▶ [Tarefa proposta a]: Identifique e copie todas as linhas dos registros que contêm a palavra "screen". Diferencie maiúsculas de minúsculas.

======== Trecho

Meu saudoso professor da Escola de Cinema da UCMG, o
padre Massote, costumava palestrar longamente sobre os aspectos arquitetônicos
do cinema de Michelangelo Antonioni, um dos seus diretores preferidos. Parece
estranho, eu sei, um padre católico mineiro gostar de um diretor tão crítico da
religião, tão voltado para os dramas eróticos e existenciais de gente rica,
burguesa, européia.
Acontece que Massote era acima de tudo um adorador da
imagem, e aqui não me refiro à arte sacra: era a imagem cinematográfica
mesmo, aquele mundo falso-3D no 2D da tela, aquela Terra plana e vertical,
aquele planeta retangular.
Nisto ele seguia uma tradição brasileira, a proximidade filosófica
entre a doutrina católica e a fascinação pelo cinema. O cineclubismo
nordestino, por exemplo, sempre recebeu muito apoio das dioceses e paróquias
locais, inclusive nas épocas da “caça às bruxas”, em que jovens de 18 ou 20
anos podiam ser presos (ou pelo menos intimados a prestar depoimento no
quartel) somente porque estavam exibindo Aruanda
de Linduarte Noronha.

================
======== Registros fornecidos

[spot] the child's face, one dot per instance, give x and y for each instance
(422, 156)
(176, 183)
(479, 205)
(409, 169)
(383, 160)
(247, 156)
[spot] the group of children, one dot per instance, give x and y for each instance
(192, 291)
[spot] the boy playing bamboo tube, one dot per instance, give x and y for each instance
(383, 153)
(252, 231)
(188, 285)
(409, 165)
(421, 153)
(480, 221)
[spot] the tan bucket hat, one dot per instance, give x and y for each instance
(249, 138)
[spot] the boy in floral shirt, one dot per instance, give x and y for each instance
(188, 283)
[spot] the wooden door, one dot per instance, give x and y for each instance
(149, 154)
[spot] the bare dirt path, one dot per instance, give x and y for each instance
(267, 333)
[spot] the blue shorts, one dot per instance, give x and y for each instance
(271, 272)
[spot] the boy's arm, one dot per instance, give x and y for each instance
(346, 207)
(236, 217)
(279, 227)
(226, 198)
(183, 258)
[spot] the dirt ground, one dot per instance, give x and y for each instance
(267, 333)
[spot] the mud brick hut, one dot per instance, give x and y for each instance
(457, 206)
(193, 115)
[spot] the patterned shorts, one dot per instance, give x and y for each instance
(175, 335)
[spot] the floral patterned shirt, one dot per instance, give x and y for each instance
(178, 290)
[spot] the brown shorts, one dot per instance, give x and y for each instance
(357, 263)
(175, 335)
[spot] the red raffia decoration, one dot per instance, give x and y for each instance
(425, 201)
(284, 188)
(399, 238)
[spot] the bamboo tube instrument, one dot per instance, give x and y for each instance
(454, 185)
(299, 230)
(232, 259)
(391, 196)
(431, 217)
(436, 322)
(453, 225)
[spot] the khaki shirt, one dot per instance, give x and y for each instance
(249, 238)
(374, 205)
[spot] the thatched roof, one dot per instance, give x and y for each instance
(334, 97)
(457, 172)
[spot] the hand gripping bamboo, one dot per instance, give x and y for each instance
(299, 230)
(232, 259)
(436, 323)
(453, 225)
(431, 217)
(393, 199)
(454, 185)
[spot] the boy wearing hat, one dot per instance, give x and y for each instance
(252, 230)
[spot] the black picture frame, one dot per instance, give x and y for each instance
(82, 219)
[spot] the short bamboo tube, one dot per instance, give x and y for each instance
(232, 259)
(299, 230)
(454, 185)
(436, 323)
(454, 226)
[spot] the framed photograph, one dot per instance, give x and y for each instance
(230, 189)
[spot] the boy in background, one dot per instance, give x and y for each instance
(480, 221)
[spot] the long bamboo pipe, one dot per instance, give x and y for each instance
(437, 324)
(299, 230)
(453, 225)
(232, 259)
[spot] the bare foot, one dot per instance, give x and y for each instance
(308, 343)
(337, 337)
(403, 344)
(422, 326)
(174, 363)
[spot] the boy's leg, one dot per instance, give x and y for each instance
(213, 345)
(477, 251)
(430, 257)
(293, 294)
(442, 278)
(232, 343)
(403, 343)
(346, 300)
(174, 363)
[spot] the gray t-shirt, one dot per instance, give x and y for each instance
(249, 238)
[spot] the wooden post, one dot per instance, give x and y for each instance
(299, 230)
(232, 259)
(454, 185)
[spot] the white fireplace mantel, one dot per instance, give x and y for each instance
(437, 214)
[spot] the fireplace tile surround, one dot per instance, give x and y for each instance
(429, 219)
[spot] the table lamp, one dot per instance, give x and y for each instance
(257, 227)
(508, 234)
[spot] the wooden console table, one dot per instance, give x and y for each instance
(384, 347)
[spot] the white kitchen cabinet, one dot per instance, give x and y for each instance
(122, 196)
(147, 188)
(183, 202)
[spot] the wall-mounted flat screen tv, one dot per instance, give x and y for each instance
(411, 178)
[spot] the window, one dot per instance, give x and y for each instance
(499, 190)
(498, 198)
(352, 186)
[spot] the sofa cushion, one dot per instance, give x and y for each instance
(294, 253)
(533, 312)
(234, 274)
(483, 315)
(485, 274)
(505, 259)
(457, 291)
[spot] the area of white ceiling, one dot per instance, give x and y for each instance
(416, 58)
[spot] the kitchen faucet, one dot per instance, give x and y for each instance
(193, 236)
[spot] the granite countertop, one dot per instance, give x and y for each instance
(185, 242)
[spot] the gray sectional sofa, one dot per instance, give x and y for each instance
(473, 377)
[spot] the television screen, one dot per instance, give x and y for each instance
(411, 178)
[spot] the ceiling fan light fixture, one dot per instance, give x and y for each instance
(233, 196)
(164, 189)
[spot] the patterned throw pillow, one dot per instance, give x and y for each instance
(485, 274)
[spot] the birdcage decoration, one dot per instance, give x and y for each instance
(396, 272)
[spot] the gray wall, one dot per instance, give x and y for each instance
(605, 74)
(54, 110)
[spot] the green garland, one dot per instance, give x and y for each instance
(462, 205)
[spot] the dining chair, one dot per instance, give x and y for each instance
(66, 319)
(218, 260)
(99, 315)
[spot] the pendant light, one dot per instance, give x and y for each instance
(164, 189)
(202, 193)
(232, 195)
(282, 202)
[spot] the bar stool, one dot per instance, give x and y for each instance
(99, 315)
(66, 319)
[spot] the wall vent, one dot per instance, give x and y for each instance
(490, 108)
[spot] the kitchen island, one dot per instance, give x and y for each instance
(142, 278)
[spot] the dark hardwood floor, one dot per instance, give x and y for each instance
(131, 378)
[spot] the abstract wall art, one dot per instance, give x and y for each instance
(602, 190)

================

▶ [Tarefa proposta b]: Dê continuidade ao trecho sobre o padre Massote e o cinema a partir do ponto em que ele termina.

▶ [Resposta do exercício a]:
[spot] the wall-mounted flat screen tv, one dot per instance, give x and y for each instance
[spot] the television screen, one dot per instance, give x and y for each instance

▶ [Resposta do exercício b]:
E havia a tradição dos livros de autores católicos que
minha geração lia com aplicação, como os Elementos
de Cinestética do Pe. Guido Logger, O
Cinema tem Alma? de Henri Agel, Caminhos
do Cinema do paraibano José Rafael de Menezes, Noções de Cinema do Irmão Samuel...
Nenhum desses livros nos conduziu ao Seminário, assim
como Aruanda não nos conduziu às
Ligas Camponesas. Por que? Talvez porque nossa geração (ou pelo menos a turma
com quem eu convivia mais) tivesse sido tocada mais pela imagem do que pela
mensagem.
Revi agora O
Eclipse (1962) de Antonioni, que não via há mais de vinte anos. É um filme belo,
frio, luminoso como um bisturi. Dizem que Antonioni celebrava (criticava? lamentava?)
o vazio emocional de seus personagens de classe média alta, e para conseguir
melhor esse objetivo drenava as emoções da platéia, impedindo que ela se
envolvesse, se identificasse, sofresse, risse, ficasse comovida ou assustada.
Neste sentido, o cineasta de Deserto Vermelho talvez fosse o mais brechtiano dos diretores, não
fosse pelo fato de que, ao contrário de Brecht, não oferecia um substituto
nítido para a catarse emotiva – não propunha um tipo qualquer de iluminação da
consciência. Nada disso. Na maioria dos filmes dele, e em O Eclipse especialmente, vemos personagens que parecem ter olhado
para o abismo e deixado lá tudo que traziam dentro de si. Voltaram “só a
casca”.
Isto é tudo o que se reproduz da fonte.